AUFGABENSTELLUNG: Schreiben Sie den Auszug über Venture Debt vollständig und ohne jede Änderung ab.

Warum Schweizer Unternehmer nachrangige Hypotheken auf ihre Immobilien aufnehmen
Zusammenfassung
By: Semir Ben Ammar on 26.02.2024 09:05:00
Zusammenfassung
Einleitung
In der dynamischen, aber derzeit herausfordernden Welt der Start-up-Finanzierung suchen Unternehmer oft nach verschiedenen Möglichkeiten, um ihren Wachstumskurs zu fördern. Neben der bekannten Venture Capital Finanzierung in Form von Eigenkapital gibt es eine weniger bekannte, aber dennoch sehr wichtige und nützliche Option: Venture Debt.
In diesem Beitrag befassen wir uns mit den Details zu Venture Debt, dem derzeitigen Stand von Venture Debt in der Schweiz und was es zu beachten gilt, wenn Unternehmer ihre Kapitalstruktur durch Venture Debt optimieren wollen, um ihr Wachstum zu beschleunigen.
Was ist Venture Debt?

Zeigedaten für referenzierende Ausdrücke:

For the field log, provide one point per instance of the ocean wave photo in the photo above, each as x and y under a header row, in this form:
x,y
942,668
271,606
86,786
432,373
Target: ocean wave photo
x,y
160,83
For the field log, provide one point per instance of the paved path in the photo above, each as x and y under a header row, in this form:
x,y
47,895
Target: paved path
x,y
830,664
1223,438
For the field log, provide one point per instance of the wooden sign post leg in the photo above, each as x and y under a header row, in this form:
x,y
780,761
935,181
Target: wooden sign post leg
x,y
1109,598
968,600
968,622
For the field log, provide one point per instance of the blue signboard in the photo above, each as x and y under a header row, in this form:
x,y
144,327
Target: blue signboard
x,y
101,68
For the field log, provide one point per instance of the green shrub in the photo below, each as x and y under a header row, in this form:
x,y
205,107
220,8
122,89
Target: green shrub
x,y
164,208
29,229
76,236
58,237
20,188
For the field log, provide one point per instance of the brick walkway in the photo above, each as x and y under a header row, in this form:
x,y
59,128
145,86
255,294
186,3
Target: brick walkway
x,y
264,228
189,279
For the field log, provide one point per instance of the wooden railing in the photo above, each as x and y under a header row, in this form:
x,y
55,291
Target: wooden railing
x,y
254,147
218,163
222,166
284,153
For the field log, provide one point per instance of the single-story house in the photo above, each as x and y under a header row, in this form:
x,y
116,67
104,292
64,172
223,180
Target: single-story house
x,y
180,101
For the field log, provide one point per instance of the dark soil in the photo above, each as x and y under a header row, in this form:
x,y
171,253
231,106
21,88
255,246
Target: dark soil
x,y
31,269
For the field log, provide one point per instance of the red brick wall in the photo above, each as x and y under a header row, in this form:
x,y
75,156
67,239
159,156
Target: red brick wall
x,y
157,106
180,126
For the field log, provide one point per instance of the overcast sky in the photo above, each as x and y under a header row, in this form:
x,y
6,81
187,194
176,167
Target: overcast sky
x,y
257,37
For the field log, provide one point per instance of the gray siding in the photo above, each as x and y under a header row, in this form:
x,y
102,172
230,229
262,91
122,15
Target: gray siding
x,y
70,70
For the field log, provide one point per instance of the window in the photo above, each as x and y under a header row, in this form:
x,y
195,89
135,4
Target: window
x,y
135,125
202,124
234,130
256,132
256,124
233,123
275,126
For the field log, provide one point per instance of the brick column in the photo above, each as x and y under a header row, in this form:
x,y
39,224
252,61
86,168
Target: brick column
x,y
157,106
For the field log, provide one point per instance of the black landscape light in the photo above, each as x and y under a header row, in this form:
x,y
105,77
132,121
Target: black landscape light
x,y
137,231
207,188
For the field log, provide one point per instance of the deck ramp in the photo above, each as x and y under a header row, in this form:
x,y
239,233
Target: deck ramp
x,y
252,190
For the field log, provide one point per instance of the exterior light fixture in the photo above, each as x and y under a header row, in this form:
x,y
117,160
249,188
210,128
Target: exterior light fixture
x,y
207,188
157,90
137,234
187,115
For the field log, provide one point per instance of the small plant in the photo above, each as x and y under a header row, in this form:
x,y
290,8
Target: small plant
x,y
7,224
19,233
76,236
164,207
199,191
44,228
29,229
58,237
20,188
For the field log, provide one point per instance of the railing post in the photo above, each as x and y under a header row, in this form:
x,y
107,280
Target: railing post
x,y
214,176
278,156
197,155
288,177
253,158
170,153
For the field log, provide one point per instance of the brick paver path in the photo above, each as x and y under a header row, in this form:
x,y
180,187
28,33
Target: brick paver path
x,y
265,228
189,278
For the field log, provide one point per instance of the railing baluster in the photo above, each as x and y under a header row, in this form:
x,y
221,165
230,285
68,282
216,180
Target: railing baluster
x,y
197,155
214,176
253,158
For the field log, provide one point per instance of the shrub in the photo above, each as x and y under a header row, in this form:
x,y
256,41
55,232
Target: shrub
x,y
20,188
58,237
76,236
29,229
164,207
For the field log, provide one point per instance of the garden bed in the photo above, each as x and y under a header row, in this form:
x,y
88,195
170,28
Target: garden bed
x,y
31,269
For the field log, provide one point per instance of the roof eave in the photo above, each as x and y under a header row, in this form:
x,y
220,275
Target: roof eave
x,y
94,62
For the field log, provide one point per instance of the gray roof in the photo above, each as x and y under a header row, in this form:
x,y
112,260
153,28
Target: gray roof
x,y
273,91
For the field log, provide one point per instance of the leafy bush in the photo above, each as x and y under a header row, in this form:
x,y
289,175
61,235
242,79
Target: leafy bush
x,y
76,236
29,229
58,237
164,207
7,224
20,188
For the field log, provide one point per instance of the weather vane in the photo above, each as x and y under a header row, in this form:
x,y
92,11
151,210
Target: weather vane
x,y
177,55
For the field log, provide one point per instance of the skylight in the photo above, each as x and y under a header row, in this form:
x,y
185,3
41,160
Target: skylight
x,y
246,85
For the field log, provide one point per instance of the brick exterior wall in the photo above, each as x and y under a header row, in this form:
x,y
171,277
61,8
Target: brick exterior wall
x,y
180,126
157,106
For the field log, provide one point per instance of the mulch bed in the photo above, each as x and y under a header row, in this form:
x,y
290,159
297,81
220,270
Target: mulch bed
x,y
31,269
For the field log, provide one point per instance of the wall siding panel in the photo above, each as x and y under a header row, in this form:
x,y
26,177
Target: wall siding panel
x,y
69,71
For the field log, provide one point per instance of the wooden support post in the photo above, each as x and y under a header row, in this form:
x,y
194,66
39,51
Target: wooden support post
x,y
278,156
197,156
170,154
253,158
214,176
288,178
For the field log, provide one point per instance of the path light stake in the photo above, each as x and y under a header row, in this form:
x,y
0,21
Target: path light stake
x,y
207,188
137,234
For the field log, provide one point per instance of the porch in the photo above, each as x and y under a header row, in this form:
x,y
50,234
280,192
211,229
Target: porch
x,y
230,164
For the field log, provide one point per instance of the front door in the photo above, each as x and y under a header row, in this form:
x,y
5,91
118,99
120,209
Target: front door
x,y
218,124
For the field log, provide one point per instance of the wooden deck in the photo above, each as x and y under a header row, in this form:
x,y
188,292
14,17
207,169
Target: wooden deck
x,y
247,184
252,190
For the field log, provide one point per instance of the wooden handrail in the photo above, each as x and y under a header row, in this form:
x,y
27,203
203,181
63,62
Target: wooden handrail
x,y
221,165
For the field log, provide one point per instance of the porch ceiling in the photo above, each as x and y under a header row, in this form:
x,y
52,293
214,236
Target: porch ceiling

LÖSUNG:
Warum Schweizer Unternehmer nachrangige Hypotheken auf ihre Immobilien aufnehmen
Zusammenfassung
By: Semir Ben Ammar on 26.02.2024 09:05:00
Zusammenfassung
Einleitung
In der dynamischen, aber derzeit herausfordernden Welt der Start-up-Finanzierung suchen Unternehmer oft nach verschiedenen Möglichkeiten, um ihren Wachstumskurs zu fördern. Neben der bekannten Venture Capital Finanzierung in Form von Eigenkapital gibt es eine weniger bekannte, aber dennoch sehr wichtige und nützliche Option: Venture Debt.
In diesem Beitrag befassen wir uns mit den Details zu Venture Debt, dem derzeitigen Stand von Venture Debt in der Schweiz und was es zu beachten gilt, wenn Unternehmer ihre Kapitalstruktur durch Venture Debt optimieren wollen, um ihr Wachstum zu beschleunigen.
Was ist Venture Debt?